■ **QUESTIONS TO ANSWER**
**1)** According to the article on Antiviral, whose feature film debut was Antiviral?
**2)** In the article on Antiviral, substitute "big names" for "heavy hitters" and give the stretch from "Paste’s ABCs of" through "will we choose?" with that change.

ABCs of Horror 3: “A” Is for Antiviral (2012)

Paste’s ABCs of Horror 3 is a 26-day project that highlights some of our favorite horror films from each letter of the alphabet. The only criteria: The films chosen can’t have been used in our previous Century of Terror, a 100-day project to choose the best horror film of every year from 1920-2019, nor previous ABCs of Horror entries. With many heavy hitters out of the way, which movies will we choose?
For years after seeing 2012’s Antiviral for the first time, it felt destined to me to be one of those odd films I would be unsuccessfully attempting to convince others to watch for the rest of my life.
I’m not really sure where that viewer reticence seemed to come from, in the mid-2010s. Antiviral had a built-in selling point for genre geek curiosity, after all: It was the feature film debut of Brandon Cronenberg, the filmmaking son of legendary body horror auteur David Cronenberg. One would think that the nepotism alone (another Cronenberg, Caitlin, just made her feature debut with 2024’s Humane), and the seeming similarity in genres for a debut narrative film, would pique the interest of horror geeks, and yet Antiviral seemed to come and go with barely a ripple in the collective horror/sci-fi consciousness, never to be mentioned again. Every time I tried to bring it up, friends shrugged their shoulders in indifference. Years passed and my admiration for it remained, but it seemed that Brandon Cronenberg as an artist had disappeared from the scene just as quickly as he seemingly emerged. By the late 2010s, I’d just about given up on seeing anything more from him, and I considered that a shame.

■ **SUPPLIED INFORMATION**
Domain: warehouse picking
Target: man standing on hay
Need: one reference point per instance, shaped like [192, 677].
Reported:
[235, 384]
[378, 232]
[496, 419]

■ **TASK RESPONSES**
**1)** Brandon Cronenberg's.

**2)**
Paste’s ABCs of Horror 3 is a 26-day project that highlights some of our favorite horror films from each letter of the alphabet. The only criteria: The films chosen can’t have been used in our previous Century of Terror, a 100-day project to choose the best horror film of every year from 1920-2019, nor previous ABCs of Horror entries. With many big names out of the way, which movies will we choose?